**Task data**:

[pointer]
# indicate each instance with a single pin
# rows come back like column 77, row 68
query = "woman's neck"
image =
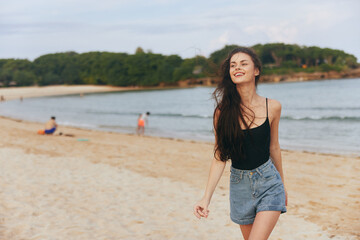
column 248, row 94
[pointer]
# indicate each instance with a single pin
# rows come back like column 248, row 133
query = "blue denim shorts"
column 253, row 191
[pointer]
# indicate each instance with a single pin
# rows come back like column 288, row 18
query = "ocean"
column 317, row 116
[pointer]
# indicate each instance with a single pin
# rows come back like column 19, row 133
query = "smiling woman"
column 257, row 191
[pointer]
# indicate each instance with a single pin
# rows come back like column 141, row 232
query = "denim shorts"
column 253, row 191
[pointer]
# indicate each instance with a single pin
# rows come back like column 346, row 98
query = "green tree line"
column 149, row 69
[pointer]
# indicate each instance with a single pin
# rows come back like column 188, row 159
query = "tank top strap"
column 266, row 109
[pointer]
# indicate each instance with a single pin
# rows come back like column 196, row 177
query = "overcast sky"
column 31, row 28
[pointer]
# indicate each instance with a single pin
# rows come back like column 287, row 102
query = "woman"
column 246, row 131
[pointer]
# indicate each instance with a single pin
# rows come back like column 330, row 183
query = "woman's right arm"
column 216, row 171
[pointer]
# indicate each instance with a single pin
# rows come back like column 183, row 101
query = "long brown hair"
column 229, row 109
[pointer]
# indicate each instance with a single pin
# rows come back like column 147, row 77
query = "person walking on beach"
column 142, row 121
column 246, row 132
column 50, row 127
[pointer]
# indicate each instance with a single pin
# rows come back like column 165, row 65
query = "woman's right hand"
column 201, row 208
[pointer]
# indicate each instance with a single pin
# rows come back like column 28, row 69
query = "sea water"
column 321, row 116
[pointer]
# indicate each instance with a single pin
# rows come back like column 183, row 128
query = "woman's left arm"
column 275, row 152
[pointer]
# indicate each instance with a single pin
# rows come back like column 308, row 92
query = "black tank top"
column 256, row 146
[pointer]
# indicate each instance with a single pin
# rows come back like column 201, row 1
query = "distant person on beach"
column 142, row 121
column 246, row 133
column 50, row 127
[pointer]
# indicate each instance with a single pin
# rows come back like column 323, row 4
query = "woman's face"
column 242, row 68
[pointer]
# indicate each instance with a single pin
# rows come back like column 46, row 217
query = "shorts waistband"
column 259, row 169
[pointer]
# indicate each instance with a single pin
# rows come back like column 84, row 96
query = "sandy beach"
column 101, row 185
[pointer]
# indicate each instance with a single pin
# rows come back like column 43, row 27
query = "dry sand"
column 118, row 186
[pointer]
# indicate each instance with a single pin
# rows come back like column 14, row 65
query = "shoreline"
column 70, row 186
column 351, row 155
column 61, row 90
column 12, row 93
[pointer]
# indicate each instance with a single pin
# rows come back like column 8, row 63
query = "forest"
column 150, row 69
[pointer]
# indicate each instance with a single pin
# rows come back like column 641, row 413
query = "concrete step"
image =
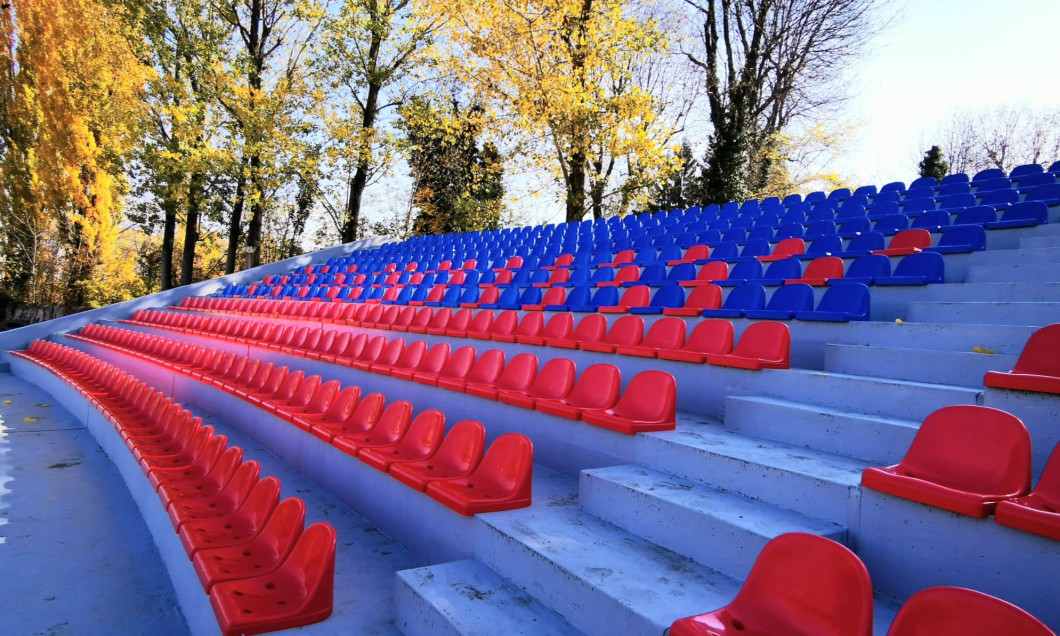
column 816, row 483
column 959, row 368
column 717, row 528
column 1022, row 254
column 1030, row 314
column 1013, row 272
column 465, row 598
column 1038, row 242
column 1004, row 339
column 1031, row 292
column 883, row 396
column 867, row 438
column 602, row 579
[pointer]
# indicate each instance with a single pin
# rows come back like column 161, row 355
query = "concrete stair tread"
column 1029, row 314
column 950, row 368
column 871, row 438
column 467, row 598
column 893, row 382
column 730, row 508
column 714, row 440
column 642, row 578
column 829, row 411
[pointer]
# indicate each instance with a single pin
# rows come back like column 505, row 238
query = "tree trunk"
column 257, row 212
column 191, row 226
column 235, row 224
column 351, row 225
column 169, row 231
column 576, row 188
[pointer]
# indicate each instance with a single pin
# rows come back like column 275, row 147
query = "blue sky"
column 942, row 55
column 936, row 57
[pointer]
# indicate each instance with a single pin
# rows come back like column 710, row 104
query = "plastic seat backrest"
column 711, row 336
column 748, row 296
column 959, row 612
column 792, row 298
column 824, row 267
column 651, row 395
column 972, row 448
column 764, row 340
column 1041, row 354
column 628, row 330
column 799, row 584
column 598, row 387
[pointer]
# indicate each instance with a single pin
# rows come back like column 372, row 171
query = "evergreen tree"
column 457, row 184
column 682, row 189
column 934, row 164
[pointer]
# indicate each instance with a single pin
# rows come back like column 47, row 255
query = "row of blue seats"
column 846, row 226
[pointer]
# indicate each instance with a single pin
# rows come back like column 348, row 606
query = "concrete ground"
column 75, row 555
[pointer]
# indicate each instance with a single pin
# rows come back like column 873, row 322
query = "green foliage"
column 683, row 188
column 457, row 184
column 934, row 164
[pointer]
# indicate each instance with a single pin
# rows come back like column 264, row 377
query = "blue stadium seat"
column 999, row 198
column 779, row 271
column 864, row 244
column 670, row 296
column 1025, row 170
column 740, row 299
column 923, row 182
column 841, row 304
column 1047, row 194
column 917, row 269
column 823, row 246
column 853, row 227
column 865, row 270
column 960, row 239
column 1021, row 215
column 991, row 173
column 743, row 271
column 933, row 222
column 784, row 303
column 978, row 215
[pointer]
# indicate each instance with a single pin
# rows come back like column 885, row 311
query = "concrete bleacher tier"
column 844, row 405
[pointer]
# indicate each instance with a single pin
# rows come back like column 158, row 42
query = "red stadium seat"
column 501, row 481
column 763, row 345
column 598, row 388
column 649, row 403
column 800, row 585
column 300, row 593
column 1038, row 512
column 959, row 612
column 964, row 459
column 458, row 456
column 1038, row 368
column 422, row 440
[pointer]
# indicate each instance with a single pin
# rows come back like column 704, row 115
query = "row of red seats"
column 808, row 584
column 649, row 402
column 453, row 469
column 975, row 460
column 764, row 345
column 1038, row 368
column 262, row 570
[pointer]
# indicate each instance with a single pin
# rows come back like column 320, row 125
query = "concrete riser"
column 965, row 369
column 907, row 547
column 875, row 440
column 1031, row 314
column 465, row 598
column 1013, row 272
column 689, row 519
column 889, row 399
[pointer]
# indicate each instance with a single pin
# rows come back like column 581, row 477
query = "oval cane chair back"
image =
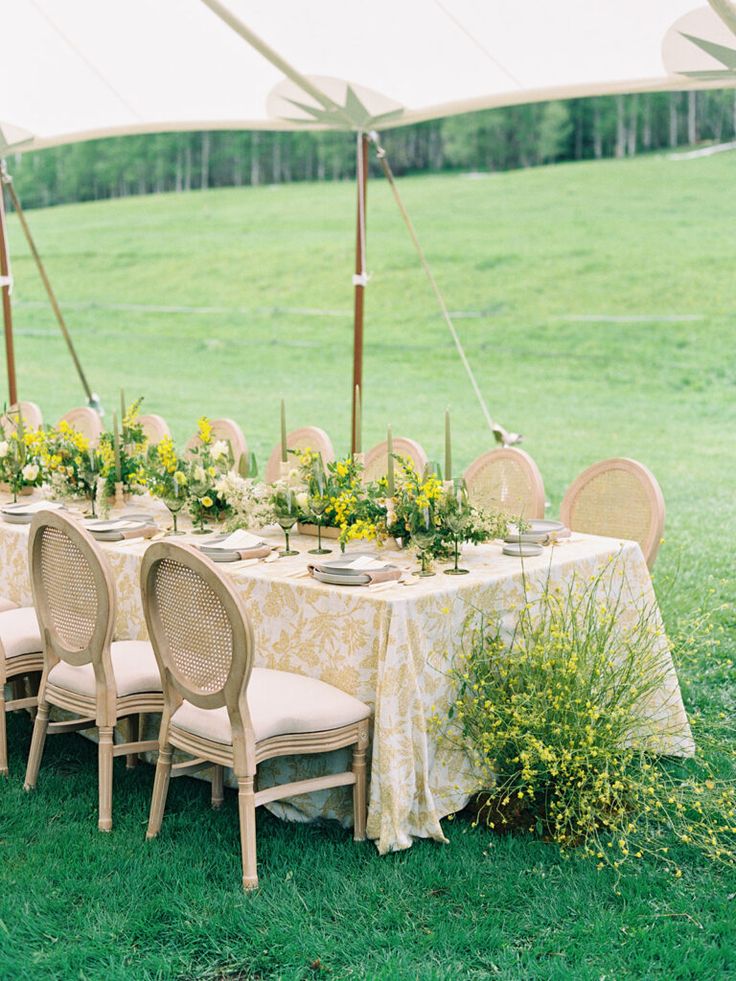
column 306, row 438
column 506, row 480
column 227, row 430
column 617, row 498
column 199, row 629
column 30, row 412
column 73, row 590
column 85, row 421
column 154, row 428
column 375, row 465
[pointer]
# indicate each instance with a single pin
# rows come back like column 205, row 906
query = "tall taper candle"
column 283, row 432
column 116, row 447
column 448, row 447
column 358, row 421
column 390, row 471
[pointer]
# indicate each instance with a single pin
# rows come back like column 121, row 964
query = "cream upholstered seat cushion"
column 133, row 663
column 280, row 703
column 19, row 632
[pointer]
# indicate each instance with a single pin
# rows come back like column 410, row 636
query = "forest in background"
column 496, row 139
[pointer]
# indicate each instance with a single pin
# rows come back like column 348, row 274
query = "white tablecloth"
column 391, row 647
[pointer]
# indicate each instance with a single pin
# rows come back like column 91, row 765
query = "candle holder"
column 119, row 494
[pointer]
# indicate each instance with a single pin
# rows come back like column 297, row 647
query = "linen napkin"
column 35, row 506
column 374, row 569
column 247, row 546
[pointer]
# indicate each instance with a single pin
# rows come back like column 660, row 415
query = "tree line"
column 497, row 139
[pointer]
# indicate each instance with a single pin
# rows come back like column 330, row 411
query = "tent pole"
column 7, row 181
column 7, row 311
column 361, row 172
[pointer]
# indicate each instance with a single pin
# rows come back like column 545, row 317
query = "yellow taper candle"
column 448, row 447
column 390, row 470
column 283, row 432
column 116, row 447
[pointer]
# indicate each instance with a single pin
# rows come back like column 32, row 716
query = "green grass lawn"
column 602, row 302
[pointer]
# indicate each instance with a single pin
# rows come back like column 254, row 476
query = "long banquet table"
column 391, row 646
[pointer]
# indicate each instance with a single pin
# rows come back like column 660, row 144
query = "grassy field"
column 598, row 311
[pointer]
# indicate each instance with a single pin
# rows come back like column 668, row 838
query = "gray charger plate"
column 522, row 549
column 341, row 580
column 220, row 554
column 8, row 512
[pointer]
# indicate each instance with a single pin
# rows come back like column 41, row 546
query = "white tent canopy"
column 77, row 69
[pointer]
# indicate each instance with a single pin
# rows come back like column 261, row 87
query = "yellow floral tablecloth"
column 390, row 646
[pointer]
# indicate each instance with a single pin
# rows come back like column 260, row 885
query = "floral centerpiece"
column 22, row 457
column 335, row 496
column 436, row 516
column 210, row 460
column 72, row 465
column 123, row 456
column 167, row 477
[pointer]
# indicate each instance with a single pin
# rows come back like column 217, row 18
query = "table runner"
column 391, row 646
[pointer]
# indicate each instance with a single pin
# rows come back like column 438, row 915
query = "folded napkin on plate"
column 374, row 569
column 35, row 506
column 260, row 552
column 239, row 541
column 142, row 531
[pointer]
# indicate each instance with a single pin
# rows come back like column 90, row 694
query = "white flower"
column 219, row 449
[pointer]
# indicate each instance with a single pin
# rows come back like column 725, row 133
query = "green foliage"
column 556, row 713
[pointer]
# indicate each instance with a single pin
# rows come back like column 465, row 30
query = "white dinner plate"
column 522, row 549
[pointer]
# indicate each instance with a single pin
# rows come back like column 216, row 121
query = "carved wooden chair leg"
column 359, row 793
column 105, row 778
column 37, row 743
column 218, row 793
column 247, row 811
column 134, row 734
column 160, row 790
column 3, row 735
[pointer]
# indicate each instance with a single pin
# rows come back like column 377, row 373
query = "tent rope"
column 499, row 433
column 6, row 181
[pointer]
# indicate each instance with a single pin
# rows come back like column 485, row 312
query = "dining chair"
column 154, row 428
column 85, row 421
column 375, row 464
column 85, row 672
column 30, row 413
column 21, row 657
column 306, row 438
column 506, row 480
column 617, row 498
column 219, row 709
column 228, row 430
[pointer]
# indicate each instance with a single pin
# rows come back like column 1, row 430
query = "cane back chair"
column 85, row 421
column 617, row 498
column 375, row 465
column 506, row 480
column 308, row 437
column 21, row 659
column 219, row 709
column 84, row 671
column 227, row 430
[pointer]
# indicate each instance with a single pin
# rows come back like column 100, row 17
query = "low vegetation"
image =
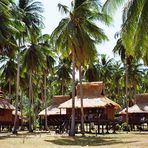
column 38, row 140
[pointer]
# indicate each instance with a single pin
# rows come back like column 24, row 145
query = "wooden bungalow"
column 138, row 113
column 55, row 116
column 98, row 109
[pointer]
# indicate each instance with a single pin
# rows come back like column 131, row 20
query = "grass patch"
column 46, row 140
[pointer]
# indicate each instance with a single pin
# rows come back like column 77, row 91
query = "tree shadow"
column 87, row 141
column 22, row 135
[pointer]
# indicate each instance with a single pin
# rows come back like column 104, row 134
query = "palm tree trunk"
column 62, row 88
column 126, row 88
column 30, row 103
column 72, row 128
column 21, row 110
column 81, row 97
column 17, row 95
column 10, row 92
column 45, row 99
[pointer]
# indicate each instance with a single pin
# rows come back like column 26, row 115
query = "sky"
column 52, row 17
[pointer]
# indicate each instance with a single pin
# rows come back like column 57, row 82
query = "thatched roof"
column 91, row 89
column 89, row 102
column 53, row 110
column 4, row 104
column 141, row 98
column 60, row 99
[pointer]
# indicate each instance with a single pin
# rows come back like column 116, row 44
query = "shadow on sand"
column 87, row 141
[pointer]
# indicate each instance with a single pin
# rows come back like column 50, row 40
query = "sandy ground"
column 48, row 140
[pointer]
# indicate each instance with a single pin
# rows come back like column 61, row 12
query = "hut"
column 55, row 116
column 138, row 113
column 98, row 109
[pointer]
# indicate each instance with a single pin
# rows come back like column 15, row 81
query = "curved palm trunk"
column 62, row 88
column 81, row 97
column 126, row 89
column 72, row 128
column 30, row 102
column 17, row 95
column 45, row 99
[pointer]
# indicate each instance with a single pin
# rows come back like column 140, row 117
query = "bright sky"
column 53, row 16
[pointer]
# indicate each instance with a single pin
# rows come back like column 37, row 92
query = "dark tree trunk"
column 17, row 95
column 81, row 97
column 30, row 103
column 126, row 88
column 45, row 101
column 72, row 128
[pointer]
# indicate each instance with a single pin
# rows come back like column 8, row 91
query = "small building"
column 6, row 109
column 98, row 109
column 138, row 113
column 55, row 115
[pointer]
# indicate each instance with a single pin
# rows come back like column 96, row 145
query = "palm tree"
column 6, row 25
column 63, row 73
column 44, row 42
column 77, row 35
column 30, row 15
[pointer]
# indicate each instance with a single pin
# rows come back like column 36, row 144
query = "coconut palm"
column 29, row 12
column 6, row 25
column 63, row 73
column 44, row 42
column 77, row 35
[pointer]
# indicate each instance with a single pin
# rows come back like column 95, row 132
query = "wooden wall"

**What you should do**:
Pull out every line in the entries above that contains the word "candle".

**Result for this task**:
query = "tall taper candle"
query = "candle holder"
query = "yellow taper candle"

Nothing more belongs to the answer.